- [Consigne] D'après le passage donné, quels groupes ont voté contre l'article ?

- [Passage donné]
++++++++

On discute à la Chambre des pairs une loi assez mauvaise sur le remplacement militaire. Aujourd’hui, c’était l’article capital qui passait.

M. de Nemours est venu à la séance. Il y a à la Chambre quatre-vingts lieutenants généraux. La plupart trouvaient l’article mauvais. Tous se sont levés pour l’adopter, sous l’œil du duc de Nemours qui semblait les compter tous.

Les magistrats, les membres de l’Institut, les ambassadeurs ont voté contre.

Je disais au président Franck-Carré assis à côté de moi : — C’est la lutte du courage civil et de la poltronnerie militaire.

L’article a été adopté.




VII


14 juillet 1847.

J’ai parlé hier à la Chambre pour Jérôme Napoléon[3].

++++++++

- [Entrées]

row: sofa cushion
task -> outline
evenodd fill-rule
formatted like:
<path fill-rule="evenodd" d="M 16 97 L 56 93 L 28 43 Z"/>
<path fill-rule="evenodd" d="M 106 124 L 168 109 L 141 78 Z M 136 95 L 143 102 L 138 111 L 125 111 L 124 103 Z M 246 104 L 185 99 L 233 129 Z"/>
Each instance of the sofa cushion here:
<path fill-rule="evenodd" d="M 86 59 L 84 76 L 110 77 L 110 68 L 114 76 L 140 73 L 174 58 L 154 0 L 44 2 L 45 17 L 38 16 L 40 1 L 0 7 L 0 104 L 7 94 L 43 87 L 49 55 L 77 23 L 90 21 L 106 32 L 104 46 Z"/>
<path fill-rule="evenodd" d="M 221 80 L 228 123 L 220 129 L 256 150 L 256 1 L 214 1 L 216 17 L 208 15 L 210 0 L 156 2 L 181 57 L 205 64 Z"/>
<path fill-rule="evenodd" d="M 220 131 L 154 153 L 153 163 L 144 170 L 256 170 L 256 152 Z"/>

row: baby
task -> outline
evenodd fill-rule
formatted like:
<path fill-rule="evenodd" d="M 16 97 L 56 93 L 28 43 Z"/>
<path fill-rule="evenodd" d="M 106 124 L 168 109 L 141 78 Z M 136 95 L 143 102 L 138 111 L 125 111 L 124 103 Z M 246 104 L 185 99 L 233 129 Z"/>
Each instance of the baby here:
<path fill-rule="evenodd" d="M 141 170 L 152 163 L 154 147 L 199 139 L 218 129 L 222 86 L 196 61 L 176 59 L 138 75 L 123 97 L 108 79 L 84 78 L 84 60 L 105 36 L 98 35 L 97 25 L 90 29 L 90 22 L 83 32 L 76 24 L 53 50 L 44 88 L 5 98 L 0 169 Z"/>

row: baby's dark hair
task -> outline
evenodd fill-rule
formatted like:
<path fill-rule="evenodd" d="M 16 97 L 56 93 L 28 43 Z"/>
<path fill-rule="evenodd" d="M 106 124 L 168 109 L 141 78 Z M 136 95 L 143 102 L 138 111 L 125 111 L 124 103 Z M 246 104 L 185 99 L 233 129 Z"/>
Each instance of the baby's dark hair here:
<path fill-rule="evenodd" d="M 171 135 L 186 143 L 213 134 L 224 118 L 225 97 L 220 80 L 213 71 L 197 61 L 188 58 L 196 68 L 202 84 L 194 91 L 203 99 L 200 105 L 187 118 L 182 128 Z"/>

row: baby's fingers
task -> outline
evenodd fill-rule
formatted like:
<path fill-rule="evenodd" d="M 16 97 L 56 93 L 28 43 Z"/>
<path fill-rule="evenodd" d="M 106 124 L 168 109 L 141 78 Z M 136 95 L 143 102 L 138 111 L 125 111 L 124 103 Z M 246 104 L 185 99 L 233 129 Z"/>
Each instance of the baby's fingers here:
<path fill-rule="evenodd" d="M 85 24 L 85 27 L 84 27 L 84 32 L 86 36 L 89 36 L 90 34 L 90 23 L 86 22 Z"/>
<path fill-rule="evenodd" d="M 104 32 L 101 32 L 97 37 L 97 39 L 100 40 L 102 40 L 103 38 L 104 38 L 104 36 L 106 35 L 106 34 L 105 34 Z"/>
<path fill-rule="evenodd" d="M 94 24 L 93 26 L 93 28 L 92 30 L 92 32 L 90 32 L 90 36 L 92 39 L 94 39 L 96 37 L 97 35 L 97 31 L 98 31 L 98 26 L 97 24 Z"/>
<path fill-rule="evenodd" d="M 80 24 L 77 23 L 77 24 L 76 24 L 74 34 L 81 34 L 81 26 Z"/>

++++++++

- [Réponse attendue] Les magistrats, les membres de l'Institut et les ambassadeurs.